INFORMATION GIVEN:
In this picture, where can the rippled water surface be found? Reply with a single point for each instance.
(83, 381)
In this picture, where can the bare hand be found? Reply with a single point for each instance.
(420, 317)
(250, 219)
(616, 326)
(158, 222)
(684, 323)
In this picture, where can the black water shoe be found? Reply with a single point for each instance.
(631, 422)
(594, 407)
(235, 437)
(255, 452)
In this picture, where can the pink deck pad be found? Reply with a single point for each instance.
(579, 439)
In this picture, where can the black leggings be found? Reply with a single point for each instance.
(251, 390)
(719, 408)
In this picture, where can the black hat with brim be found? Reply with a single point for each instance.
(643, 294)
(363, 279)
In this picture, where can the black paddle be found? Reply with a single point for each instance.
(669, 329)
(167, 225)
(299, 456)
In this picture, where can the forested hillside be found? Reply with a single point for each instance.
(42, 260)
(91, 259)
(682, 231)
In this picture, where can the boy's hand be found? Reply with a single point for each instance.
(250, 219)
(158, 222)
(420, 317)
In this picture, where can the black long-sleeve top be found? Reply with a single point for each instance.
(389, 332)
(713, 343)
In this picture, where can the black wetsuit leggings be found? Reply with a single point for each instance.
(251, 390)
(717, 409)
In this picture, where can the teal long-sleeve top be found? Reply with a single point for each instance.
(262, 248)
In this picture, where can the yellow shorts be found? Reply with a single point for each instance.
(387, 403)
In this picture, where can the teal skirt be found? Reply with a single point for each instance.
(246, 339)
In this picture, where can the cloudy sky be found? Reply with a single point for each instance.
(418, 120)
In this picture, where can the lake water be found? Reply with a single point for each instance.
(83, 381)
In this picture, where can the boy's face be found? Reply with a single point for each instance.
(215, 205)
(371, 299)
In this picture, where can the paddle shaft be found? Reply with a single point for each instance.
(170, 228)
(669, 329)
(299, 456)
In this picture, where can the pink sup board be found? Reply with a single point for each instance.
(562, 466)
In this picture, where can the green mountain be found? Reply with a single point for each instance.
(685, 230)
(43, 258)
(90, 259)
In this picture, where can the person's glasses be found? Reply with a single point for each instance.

THE TASK:
Write out, word for word, the line containing "In this picture, where can the cloudy" and every line after it to the end of the data above.

EXERCISE OUTPUT:
In this picture, where can the cloudy sky be found? Reply with a single point for each instance.
(418, 120)
In this picture, where can the lake water be found? Reply with a single point for each instance.
(83, 381)
In this picture, where can the boy's face be found? Reply with a single point for each instance.
(215, 205)
(371, 299)
In this picture, where can the paddle shaft be found? Reply with a single point for each instance.
(170, 228)
(669, 329)
(299, 456)
In this picture, where can the pink sup board be found? Reply with a single point for each instance.
(562, 466)
In this picture, where can the green mountain be found? Reply with a single point for each instance.
(685, 230)
(43, 258)
(90, 259)
In this picture, where can the person's glasses be found? Reply with a single point for each instance.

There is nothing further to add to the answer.